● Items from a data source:
• • • • • • •

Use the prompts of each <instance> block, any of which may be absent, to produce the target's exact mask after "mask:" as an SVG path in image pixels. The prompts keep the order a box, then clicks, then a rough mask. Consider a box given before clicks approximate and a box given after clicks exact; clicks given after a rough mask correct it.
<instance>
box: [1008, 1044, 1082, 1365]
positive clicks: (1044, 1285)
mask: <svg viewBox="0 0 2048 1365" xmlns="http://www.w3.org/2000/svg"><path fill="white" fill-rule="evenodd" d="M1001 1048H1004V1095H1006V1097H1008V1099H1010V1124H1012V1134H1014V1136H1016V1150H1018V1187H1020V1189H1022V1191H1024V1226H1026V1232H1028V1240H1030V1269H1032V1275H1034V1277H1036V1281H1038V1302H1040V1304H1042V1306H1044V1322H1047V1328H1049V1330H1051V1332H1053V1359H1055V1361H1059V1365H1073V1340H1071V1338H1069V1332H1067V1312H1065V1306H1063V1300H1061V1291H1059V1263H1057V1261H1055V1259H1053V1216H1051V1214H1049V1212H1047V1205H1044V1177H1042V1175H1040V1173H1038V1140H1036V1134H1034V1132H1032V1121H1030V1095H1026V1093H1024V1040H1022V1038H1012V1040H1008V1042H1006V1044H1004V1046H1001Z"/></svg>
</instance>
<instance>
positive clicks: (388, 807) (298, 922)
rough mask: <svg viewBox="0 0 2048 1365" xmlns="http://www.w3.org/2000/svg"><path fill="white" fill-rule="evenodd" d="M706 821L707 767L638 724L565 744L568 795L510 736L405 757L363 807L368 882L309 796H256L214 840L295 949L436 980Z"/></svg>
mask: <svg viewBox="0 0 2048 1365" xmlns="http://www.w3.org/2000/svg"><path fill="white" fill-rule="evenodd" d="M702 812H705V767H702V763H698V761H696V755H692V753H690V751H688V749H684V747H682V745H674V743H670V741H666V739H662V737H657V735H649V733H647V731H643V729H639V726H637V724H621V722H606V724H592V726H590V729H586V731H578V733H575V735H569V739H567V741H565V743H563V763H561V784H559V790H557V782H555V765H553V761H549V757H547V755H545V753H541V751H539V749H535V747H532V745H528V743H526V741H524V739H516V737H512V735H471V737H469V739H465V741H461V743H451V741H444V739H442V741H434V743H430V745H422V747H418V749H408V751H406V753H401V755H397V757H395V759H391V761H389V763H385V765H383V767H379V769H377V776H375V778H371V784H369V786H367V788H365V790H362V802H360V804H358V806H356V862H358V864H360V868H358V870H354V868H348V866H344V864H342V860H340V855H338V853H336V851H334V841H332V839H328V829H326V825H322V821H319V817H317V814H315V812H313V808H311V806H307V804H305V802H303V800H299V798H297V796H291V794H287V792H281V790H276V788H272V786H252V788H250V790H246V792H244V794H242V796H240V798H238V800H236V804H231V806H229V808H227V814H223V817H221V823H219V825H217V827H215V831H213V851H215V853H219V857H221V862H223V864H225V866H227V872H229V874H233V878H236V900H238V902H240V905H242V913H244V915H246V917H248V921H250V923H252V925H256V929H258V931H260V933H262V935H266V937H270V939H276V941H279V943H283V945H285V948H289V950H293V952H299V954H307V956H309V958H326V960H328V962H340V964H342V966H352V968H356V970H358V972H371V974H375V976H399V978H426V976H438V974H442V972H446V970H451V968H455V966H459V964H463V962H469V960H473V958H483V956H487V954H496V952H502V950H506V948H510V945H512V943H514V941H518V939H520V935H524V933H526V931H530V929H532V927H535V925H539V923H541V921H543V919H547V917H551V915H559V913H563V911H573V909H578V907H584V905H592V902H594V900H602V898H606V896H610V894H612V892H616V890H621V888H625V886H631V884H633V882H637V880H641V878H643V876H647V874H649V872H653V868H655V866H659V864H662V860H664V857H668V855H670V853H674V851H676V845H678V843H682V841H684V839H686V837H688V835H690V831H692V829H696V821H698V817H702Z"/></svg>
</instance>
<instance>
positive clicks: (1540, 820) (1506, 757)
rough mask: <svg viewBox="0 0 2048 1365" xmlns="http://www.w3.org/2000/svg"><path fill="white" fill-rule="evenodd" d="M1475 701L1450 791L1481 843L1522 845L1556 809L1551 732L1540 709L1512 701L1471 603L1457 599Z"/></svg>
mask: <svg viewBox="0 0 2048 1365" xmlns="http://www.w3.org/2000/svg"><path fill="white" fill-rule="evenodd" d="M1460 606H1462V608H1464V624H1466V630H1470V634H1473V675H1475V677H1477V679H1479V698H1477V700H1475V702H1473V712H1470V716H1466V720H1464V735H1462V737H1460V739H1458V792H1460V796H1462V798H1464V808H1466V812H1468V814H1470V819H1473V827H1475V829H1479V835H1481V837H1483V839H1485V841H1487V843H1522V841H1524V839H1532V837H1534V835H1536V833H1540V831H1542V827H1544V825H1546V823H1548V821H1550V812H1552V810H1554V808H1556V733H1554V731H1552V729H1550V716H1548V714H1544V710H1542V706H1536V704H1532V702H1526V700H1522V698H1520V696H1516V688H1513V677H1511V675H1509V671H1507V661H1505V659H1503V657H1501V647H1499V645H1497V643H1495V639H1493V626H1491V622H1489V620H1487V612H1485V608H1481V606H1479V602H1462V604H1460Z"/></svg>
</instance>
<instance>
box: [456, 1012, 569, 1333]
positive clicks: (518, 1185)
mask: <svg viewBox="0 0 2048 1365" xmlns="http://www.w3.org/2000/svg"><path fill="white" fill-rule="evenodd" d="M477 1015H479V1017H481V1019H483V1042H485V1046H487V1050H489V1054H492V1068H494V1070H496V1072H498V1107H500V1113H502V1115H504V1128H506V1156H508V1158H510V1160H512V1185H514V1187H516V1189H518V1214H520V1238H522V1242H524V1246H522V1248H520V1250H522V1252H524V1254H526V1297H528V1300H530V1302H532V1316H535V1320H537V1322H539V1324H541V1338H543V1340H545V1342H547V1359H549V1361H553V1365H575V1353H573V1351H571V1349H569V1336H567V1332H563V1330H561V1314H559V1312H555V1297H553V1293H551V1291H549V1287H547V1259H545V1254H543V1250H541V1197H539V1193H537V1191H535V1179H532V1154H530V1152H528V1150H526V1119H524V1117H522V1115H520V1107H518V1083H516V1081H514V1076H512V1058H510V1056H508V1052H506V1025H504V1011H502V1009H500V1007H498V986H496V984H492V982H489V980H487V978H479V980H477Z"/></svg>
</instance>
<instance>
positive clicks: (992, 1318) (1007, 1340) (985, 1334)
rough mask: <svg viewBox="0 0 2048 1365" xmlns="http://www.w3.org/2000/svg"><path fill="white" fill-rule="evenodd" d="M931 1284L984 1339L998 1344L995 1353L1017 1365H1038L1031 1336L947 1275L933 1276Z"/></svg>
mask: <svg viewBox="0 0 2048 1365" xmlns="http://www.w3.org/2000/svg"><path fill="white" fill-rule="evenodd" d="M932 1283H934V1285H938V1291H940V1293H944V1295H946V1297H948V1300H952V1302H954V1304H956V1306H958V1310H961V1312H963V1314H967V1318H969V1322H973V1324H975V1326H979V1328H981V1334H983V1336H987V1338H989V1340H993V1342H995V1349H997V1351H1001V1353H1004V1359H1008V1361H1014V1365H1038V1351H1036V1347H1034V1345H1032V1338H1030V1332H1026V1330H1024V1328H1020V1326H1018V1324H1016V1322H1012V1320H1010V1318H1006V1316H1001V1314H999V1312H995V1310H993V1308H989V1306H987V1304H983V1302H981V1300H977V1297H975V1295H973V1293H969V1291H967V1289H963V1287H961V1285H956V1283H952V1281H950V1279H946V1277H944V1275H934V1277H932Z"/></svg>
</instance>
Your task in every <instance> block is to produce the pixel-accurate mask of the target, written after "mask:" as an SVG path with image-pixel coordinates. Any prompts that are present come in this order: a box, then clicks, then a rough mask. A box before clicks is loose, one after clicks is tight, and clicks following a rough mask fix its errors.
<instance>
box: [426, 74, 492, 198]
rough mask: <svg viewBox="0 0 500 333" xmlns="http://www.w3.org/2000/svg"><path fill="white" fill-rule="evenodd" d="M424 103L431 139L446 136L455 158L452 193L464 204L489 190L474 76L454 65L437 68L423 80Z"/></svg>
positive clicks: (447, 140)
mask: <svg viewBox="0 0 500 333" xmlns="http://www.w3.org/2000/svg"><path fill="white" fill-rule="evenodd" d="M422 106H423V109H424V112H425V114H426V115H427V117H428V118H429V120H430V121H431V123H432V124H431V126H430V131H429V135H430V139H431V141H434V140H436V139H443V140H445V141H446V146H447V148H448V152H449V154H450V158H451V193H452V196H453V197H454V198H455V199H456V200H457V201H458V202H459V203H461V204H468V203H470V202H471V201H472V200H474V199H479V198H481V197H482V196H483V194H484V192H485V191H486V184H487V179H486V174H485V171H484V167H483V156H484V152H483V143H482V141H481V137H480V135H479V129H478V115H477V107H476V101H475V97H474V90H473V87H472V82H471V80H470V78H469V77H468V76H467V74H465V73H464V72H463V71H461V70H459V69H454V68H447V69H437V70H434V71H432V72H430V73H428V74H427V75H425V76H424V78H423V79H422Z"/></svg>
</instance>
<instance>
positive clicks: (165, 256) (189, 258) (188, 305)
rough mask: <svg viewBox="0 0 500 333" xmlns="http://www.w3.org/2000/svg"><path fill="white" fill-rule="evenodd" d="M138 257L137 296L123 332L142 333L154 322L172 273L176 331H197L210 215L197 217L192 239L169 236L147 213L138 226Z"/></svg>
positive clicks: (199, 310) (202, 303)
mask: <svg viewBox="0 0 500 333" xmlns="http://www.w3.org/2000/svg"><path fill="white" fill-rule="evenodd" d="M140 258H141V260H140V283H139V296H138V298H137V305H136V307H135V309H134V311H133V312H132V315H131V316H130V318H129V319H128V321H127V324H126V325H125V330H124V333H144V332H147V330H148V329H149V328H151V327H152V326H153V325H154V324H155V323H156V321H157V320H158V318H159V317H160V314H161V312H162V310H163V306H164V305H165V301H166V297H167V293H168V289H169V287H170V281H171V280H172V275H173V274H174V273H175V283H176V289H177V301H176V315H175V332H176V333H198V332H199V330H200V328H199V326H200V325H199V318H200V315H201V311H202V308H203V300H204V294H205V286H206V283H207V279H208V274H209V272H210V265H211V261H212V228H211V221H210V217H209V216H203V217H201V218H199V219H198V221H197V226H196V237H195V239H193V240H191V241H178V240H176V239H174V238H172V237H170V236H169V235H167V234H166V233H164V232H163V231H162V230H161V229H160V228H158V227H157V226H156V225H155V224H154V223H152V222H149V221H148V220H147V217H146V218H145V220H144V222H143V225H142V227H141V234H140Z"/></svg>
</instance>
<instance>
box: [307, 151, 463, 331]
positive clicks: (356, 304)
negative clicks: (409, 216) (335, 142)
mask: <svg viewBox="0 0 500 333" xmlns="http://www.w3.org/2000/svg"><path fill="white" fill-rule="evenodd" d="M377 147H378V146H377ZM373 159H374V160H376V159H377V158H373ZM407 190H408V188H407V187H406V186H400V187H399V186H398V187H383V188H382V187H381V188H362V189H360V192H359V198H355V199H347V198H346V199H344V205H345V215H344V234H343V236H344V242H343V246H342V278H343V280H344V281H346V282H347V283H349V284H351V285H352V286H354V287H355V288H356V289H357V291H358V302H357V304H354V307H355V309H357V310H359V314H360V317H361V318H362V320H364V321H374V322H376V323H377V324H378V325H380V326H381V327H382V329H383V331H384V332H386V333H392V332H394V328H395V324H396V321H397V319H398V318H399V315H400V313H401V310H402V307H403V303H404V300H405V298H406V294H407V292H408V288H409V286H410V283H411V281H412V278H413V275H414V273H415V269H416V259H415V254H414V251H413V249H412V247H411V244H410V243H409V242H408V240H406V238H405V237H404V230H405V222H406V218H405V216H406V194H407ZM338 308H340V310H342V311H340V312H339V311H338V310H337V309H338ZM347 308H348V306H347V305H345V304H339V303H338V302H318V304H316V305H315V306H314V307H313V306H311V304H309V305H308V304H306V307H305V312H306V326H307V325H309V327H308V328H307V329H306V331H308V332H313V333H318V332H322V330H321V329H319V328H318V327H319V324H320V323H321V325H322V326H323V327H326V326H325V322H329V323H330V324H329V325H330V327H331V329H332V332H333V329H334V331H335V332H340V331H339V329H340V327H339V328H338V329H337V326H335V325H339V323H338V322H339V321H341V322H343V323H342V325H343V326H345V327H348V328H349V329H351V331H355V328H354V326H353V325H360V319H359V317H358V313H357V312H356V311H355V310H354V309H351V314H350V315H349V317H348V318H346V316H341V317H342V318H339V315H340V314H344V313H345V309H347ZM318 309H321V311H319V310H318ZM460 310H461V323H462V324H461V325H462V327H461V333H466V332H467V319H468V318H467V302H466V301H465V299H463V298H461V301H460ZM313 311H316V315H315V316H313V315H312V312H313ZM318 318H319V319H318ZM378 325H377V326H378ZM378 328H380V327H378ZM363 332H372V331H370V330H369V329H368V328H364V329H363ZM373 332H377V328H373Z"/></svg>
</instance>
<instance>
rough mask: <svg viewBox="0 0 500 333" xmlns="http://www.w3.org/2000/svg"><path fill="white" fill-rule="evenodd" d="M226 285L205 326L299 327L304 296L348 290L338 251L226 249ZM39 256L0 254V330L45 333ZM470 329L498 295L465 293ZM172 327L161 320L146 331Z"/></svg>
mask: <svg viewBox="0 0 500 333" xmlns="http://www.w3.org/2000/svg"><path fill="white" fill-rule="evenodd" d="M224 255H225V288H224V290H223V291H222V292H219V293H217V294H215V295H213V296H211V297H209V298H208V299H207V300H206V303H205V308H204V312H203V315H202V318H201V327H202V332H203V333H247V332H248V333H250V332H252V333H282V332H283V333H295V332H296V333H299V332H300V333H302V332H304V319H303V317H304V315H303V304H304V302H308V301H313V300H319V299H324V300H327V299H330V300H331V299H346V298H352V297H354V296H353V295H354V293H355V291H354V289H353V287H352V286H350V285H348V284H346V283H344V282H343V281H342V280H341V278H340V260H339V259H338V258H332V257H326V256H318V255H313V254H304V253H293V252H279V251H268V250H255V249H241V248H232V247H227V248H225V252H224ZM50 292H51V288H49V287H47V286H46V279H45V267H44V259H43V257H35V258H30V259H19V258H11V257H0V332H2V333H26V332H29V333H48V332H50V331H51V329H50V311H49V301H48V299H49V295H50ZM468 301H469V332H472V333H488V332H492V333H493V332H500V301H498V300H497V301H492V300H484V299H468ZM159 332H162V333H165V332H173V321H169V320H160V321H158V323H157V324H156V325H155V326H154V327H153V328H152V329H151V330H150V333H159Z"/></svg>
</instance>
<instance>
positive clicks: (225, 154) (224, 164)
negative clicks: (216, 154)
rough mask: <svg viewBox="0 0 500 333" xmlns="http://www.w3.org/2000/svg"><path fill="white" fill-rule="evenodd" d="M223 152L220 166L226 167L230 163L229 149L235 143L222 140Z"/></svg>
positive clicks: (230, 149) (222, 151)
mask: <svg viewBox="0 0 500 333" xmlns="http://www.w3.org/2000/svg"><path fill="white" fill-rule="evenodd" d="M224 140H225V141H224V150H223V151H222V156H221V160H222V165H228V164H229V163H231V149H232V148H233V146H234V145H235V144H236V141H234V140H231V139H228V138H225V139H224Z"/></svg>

• • • • • • •

● Work to complete: Lines from the one containing "positive clicks: (225, 154) (224, 164)" through the end of the data above must be written out exactly, and no other lines are needed.

● Reply:
positive clicks: (225, 154) (224, 164)
negative clicks: (216, 154)
rough mask: <svg viewBox="0 0 500 333" xmlns="http://www.w3.org/2000/svg"><path fill="white" fill-rule="evenodd" d="M223 152L220 166L226 167L230 163L229 149L235 143L222 140Z"/></svg>
positive clicks: (230, 149) (222, 151)
mask: <svg viewBox="0 0 500 333" xmlns="http://www.w3.org/2000/svg"><path fill="white" fill-rule="evenodd" d="M224 140H225V141H224V150H223V151H222V156H221V160H222V165H228V164H229V163H231V149H232V148H233V146H234V145H235V144H236V141H234V140H231V139H228V138H225V139H224Z"/></svg>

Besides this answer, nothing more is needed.